■ **Exercise instructions**
Copy the records from their first line up to and including the line with "positive clicks: (491, 882)", replacing "rough mask" with "coarse mask" and keeping everything else unchanged.

╭──

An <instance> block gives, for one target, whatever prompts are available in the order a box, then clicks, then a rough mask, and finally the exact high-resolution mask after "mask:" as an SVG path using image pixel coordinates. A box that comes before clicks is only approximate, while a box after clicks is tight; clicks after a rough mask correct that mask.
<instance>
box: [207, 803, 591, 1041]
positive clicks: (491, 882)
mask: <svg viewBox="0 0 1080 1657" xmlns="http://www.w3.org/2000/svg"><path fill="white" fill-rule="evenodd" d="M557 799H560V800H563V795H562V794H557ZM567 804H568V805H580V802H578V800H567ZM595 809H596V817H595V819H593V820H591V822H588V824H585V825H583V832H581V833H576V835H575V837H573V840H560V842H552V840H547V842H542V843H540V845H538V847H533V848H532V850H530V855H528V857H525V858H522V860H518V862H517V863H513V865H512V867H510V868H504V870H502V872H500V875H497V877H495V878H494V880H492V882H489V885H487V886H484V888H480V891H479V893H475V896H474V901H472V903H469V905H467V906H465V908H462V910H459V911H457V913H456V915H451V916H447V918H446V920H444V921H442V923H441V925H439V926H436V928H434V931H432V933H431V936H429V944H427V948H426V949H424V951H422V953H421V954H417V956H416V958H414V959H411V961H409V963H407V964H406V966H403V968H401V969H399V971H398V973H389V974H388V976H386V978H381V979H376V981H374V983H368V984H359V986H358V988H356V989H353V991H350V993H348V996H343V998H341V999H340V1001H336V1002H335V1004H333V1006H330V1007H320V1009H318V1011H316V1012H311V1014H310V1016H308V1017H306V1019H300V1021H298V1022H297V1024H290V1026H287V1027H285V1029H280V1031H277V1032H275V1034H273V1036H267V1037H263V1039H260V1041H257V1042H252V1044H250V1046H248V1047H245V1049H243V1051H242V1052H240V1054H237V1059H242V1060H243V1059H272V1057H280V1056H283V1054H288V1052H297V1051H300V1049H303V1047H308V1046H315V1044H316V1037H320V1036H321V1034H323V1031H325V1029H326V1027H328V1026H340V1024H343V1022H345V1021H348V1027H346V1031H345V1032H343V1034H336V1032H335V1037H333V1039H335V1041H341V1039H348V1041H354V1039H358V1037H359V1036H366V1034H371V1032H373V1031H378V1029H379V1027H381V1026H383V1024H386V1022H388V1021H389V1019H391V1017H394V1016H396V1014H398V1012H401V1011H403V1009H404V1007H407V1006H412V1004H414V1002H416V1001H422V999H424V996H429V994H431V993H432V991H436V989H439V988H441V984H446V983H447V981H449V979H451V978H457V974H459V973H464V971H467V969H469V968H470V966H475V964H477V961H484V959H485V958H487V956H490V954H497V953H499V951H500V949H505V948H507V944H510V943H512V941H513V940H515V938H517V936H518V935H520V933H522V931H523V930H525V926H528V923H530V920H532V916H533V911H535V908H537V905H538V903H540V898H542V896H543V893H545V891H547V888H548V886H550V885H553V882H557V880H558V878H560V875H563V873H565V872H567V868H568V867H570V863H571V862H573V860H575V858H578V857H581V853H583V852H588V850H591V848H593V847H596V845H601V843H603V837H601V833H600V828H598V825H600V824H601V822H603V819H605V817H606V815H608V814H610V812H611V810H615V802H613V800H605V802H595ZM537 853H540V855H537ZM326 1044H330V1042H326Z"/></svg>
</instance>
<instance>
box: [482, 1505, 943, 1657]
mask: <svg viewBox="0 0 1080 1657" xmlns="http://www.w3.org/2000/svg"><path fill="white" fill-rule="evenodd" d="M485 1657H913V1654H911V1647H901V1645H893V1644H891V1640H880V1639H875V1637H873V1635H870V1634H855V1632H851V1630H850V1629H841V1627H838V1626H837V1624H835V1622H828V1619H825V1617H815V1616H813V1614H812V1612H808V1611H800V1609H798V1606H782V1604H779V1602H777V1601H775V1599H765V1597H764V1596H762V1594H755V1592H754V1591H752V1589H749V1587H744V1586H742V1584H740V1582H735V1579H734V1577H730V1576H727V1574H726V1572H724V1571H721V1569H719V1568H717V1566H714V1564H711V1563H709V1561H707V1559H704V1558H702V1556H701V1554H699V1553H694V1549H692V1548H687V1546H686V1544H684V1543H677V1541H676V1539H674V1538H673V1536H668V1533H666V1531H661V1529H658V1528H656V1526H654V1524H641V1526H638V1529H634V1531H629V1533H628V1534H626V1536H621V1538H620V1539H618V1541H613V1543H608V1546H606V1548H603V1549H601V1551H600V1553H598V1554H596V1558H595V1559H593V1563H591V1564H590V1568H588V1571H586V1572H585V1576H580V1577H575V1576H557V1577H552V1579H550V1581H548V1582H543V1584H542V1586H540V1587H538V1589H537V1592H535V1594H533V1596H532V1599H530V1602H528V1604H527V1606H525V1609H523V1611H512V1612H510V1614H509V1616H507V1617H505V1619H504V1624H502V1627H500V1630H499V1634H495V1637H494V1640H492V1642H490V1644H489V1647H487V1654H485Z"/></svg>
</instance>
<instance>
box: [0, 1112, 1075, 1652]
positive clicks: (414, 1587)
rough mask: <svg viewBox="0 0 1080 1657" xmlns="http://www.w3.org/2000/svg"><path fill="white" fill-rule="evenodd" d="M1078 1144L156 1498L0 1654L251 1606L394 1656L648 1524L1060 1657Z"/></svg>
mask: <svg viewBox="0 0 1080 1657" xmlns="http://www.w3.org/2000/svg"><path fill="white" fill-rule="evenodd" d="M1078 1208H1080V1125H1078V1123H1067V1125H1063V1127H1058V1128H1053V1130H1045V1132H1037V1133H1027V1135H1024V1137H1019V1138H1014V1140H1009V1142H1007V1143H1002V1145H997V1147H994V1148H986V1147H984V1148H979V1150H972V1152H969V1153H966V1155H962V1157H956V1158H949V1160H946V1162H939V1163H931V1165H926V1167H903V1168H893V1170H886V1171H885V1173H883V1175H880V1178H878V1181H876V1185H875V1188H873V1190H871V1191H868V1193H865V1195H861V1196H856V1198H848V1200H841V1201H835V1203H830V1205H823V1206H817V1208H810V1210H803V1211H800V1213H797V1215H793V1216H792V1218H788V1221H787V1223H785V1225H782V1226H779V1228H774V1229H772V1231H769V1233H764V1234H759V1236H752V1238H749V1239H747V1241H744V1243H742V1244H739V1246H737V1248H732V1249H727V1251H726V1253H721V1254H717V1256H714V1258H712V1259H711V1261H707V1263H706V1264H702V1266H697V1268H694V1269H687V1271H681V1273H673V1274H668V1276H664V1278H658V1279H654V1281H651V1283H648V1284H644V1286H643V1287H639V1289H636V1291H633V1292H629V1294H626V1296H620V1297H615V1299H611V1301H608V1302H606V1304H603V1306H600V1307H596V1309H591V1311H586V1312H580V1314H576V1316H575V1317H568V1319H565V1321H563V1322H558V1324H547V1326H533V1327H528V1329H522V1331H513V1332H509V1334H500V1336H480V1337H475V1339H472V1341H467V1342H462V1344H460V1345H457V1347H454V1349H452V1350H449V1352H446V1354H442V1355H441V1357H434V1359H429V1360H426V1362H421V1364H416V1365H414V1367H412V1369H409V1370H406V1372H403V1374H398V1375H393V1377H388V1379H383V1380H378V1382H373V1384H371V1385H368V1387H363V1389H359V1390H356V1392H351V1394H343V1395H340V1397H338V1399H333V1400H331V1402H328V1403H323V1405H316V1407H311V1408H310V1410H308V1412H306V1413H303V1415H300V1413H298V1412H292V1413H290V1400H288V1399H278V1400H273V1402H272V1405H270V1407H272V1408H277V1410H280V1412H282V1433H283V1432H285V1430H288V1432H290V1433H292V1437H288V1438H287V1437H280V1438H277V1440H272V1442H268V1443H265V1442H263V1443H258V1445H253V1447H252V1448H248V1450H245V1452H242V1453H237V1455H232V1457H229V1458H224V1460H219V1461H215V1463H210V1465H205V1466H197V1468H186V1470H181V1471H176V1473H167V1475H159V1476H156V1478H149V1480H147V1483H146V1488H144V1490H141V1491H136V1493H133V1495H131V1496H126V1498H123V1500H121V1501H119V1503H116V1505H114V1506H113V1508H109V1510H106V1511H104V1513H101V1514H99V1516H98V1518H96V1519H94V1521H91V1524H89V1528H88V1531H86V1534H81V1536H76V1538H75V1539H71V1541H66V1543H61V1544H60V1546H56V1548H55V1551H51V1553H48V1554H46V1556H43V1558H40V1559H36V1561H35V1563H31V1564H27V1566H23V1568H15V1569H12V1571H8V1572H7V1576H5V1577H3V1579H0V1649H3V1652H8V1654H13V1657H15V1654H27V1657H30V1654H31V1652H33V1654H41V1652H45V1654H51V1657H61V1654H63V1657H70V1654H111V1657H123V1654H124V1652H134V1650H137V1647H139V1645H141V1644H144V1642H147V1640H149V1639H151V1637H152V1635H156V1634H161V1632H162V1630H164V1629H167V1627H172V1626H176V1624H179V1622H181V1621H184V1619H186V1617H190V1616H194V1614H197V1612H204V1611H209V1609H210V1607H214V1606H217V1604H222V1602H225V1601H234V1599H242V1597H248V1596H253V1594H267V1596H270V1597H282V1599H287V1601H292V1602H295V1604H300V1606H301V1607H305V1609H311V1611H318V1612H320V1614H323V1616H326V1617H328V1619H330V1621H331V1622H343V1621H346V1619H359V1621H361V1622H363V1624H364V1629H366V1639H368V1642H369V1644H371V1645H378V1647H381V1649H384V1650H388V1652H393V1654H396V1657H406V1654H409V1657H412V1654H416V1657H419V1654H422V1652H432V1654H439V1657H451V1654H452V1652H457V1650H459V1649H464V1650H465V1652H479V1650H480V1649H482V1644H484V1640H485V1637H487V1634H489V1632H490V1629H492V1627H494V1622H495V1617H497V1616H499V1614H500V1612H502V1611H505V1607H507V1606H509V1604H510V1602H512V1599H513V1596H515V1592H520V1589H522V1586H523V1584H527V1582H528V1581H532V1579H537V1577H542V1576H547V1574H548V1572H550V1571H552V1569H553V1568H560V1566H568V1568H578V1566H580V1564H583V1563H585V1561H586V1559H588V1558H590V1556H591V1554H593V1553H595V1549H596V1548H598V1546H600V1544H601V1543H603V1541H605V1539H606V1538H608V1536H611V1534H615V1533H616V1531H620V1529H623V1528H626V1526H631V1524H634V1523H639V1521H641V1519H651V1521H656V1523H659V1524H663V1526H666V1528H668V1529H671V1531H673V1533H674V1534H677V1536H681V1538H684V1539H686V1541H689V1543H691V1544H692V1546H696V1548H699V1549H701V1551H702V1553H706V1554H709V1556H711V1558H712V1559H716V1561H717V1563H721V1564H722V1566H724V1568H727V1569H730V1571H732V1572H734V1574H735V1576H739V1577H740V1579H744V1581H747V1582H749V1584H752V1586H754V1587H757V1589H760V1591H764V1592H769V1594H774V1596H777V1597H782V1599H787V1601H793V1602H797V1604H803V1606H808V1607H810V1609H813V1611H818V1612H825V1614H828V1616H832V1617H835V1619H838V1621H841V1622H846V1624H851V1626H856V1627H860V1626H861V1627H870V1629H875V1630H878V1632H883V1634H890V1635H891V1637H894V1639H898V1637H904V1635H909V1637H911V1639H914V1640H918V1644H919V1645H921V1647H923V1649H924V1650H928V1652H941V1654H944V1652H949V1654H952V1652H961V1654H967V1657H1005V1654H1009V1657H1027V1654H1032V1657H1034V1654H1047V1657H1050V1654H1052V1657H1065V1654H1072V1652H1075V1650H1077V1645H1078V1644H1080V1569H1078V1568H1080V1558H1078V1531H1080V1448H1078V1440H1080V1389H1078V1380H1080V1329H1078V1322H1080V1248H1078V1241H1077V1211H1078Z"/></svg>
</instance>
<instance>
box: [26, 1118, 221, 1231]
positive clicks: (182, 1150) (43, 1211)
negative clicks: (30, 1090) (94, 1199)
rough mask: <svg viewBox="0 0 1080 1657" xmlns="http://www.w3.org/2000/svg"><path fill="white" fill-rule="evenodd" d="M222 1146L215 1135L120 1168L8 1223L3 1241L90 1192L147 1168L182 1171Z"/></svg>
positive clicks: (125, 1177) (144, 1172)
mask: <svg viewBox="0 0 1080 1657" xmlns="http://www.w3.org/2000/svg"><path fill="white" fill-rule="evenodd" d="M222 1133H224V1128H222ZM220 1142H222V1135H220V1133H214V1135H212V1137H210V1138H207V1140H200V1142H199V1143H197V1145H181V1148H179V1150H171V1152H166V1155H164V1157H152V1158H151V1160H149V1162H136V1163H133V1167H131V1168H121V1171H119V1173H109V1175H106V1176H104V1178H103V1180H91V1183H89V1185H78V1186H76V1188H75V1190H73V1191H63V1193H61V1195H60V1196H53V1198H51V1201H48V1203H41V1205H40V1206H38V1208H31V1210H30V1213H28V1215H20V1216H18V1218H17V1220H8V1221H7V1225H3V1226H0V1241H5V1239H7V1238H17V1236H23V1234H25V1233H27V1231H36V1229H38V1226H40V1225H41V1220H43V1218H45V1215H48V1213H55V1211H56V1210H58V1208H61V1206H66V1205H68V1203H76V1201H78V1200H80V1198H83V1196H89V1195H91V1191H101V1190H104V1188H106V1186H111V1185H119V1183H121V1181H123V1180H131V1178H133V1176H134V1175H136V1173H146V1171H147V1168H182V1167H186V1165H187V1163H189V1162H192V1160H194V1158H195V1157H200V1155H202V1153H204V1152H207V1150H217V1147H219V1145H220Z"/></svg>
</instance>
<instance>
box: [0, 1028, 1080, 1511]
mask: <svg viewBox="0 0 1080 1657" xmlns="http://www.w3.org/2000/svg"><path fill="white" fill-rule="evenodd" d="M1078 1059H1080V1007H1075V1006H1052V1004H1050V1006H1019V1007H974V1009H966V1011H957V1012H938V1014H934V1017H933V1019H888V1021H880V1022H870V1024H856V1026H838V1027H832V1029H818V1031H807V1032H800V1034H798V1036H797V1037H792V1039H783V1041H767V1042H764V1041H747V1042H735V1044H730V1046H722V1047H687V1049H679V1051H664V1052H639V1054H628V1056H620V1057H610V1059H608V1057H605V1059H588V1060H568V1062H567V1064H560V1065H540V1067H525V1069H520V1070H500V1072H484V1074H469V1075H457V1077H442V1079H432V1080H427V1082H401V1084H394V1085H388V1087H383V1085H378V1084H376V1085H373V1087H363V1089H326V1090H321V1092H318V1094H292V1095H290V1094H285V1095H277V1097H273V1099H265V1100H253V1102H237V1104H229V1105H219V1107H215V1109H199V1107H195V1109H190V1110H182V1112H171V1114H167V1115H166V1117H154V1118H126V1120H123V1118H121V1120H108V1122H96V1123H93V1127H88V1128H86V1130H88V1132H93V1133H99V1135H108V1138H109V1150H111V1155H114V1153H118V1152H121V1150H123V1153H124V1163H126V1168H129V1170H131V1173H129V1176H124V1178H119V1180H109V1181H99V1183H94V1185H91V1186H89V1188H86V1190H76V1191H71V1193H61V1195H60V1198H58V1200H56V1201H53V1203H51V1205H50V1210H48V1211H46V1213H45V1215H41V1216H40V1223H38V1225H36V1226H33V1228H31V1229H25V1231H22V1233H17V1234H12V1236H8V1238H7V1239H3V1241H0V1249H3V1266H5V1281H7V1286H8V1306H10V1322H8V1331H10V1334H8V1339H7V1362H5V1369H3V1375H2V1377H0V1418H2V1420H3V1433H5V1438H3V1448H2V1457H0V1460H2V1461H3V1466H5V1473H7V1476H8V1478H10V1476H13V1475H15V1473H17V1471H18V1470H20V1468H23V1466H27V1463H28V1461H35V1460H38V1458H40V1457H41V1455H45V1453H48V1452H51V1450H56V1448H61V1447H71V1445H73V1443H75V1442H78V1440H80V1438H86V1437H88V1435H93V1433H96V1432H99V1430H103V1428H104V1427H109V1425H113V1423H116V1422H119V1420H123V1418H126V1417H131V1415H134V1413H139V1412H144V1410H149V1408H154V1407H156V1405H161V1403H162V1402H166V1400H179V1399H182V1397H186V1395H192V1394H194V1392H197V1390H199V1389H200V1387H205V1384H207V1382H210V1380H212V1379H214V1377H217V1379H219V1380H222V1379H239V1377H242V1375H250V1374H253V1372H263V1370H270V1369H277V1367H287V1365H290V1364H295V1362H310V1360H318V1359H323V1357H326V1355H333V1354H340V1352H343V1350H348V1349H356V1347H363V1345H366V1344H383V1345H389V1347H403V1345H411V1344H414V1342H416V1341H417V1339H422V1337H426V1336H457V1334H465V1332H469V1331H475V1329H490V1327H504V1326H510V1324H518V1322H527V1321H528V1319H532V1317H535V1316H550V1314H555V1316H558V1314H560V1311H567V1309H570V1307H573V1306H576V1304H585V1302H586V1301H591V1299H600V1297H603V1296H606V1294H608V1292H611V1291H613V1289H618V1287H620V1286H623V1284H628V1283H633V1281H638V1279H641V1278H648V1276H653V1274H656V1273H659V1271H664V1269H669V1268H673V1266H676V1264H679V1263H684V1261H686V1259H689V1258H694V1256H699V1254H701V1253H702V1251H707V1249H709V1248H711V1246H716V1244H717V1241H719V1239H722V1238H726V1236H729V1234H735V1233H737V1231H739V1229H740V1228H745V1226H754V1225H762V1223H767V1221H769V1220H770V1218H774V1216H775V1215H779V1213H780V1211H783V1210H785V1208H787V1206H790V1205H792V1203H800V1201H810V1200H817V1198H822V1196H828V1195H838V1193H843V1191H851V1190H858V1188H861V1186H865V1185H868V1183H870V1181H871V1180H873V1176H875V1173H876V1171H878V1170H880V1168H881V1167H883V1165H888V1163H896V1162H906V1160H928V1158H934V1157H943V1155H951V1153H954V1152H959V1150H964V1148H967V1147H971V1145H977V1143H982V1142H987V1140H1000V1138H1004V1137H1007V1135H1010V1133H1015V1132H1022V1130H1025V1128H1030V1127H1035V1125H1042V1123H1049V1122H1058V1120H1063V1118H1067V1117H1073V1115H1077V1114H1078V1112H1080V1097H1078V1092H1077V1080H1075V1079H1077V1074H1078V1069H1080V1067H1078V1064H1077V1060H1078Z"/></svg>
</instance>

╰──

■ **Response below**
An <instance> block gives, for one target, whatever prompts are available in the order a box, then clicks, then a coarse mask, and finally the exact high-resolution mask after "mask:" as an SVG path using image pixel coordinates. A box that comes before clicks is only approximate, while a box after clicks is tight; clicks after a coarse mask correct that mask.
<instance>
box: [207, 803, 591, 1041]
positive clicks: (491, 882)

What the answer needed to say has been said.